**TEXTE SOURCE**
--------

Histoire du Carrelage Néerlandais
ORIGINE
L’Homme fabrique des objets en argile depuis des milliers d’années. Cuite à une température comprise entre 800 et 1000 °C, l’argile se transforme en « faïence ». Cependant, la faïence ne peut pas être mise en contact avec des substances liquides. Heureusement, une autre découverte importante a été faite il y a des siècles : la glaçure. Ainsi, la faïence est recouverte de glaçure, puis cuite une seconde fois. En chauffant, la glaçure fond et durcit ensuite pour former une couche vitreuse et transparente. La faïence recouverte de glaçure constitue bel et bien une surface imperméable aux liquides. De plus, l’ajout de glaçure embellit le matériau final.

--------

**SECTION DES DONNÉES**
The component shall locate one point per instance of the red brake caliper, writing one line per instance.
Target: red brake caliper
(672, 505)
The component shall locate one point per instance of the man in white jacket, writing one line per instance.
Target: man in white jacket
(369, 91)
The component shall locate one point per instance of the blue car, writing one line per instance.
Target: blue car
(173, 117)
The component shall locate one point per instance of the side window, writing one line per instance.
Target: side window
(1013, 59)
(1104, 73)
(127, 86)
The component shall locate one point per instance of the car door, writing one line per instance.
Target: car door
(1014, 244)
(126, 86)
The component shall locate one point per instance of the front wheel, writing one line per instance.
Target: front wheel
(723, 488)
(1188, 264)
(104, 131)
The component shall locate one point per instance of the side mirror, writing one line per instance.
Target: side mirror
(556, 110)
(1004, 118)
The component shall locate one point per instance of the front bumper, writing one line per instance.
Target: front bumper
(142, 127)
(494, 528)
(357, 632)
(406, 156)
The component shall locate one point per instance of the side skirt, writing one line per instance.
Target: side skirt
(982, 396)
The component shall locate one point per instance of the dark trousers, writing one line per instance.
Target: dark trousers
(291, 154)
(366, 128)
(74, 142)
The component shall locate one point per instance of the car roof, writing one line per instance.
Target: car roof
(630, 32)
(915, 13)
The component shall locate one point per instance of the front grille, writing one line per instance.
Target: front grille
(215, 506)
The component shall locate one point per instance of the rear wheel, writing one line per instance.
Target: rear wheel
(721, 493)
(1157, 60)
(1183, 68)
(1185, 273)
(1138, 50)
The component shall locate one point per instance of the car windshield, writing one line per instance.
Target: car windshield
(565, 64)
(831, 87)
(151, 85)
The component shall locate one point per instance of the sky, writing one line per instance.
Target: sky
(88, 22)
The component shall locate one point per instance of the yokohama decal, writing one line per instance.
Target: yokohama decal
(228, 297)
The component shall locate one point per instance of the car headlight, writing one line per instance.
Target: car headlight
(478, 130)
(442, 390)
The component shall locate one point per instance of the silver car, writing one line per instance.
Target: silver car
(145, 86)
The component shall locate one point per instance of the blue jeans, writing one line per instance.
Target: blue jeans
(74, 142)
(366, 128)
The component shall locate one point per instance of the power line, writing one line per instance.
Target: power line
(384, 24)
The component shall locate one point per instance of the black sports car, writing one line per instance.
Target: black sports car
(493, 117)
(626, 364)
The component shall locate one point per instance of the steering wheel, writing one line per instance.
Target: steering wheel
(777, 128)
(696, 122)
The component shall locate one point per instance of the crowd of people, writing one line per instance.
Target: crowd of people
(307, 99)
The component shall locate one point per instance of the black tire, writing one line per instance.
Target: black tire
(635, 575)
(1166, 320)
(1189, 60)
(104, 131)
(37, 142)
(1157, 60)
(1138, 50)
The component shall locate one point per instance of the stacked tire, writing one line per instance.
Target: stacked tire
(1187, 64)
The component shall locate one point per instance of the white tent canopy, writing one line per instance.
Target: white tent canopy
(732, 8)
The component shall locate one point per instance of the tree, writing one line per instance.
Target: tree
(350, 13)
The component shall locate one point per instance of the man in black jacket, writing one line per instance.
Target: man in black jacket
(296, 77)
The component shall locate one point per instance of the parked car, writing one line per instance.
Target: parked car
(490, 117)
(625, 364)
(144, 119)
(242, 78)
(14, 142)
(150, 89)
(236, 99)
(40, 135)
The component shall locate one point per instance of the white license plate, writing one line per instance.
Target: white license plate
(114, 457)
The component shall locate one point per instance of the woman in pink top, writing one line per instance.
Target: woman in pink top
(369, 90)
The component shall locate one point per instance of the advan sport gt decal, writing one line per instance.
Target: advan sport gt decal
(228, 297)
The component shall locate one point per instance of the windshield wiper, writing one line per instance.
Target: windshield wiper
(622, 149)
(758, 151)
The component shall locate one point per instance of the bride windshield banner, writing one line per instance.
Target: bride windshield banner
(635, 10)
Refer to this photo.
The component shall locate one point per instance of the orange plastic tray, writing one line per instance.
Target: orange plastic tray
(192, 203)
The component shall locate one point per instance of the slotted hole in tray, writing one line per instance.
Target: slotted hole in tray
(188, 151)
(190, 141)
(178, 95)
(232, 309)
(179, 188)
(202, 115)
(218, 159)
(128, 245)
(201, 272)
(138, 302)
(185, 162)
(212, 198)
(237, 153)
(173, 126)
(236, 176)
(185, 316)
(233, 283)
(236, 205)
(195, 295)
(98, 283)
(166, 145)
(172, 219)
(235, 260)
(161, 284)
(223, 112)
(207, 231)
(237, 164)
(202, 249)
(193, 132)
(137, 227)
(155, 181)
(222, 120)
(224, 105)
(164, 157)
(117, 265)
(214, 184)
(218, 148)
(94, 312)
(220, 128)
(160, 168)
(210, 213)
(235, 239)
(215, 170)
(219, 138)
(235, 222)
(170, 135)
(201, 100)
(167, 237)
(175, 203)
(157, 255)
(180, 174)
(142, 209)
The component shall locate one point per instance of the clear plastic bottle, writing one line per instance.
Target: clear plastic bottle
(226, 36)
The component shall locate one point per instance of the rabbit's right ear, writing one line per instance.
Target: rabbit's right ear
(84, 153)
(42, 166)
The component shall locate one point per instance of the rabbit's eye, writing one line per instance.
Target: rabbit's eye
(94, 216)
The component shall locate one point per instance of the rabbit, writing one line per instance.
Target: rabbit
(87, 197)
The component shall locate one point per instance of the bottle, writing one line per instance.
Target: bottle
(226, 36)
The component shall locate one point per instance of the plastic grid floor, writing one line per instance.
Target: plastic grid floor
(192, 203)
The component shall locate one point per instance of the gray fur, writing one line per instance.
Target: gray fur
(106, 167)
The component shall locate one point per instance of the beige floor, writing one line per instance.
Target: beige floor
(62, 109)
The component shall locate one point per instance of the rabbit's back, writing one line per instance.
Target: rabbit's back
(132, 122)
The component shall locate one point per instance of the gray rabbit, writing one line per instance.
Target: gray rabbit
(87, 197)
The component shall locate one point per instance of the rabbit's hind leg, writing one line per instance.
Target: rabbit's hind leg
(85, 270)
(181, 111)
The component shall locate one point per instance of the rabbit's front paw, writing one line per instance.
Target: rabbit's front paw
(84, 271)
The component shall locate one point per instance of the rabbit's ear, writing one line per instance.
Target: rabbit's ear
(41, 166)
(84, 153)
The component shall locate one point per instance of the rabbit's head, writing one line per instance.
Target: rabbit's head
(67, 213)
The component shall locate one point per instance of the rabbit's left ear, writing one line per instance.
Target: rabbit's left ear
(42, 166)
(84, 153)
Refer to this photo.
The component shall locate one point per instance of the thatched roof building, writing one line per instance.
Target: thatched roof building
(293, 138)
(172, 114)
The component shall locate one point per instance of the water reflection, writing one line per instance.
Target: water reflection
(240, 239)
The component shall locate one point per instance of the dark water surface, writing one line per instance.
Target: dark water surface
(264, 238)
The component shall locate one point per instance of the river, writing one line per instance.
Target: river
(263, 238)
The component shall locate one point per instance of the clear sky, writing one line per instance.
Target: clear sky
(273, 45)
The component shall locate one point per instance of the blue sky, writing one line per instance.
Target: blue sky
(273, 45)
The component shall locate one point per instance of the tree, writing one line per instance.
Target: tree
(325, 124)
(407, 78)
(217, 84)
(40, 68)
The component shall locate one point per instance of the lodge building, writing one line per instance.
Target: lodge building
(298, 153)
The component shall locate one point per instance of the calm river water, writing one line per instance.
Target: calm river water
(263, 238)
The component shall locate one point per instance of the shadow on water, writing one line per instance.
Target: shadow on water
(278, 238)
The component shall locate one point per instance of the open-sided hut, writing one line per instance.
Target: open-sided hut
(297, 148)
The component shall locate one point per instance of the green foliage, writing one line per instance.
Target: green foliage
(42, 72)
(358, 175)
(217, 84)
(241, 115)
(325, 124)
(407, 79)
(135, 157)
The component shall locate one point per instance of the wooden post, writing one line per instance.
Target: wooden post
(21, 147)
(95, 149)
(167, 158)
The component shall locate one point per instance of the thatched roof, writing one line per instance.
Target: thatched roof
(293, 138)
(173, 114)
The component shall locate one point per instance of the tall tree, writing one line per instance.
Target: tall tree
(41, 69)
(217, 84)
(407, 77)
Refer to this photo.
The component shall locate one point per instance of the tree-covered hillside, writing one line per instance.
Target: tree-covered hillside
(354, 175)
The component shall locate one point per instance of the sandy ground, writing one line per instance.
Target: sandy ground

--------

**CONSIGNES ÉCRITES**
A. Citez toutes les matières nommées dans le texte sur l'histoire du carrelage néerlandais.
B. Reprenez le texte sur l'histoire du carrelage néerlandais là où il s'arrête.
Les enregistrements proviennent d'une autre source que le texte.

**RÉPONSES DANS L'ORDRE**
A. argile, faïence, glaçure

B.
Au Moyen-Orient, plus ou moins entre l’an 1000 et l’an 600 avant Jésus-Christ, on utilisait de la glaçure stannifère, un matériau qui prenait un aspect opaque et blanc brillant à l’issue du processus de chauffage. Ces surfaces de couleur blanche se prêtaient particulièrement aux peintures dont on les recouvrait parfois ensuite. Cette technique de décoration marqua alors un tournant dans l’art céramique.
Les conquêtes de l’Egypte, de l’Afrique du Nord et de l’Espagne par des tribus arabes (musulmanes) entre le 6e et le 14e siècle ont entraîné une expansion non seulement de la religion musulmane, mais aussi de l’art islamique et de l’architecture de haut standing. Les murs carrelés de l’Alhambra et du Palais des Rois Maures (musulmans) à Grenade (sud de l’Espagne, 14e siècle) en constituent de magnifiques exemples. C’est en partie grâce à cette influence que la glaçure stannifère appliquée sur la faïence fit son entrée en Europe.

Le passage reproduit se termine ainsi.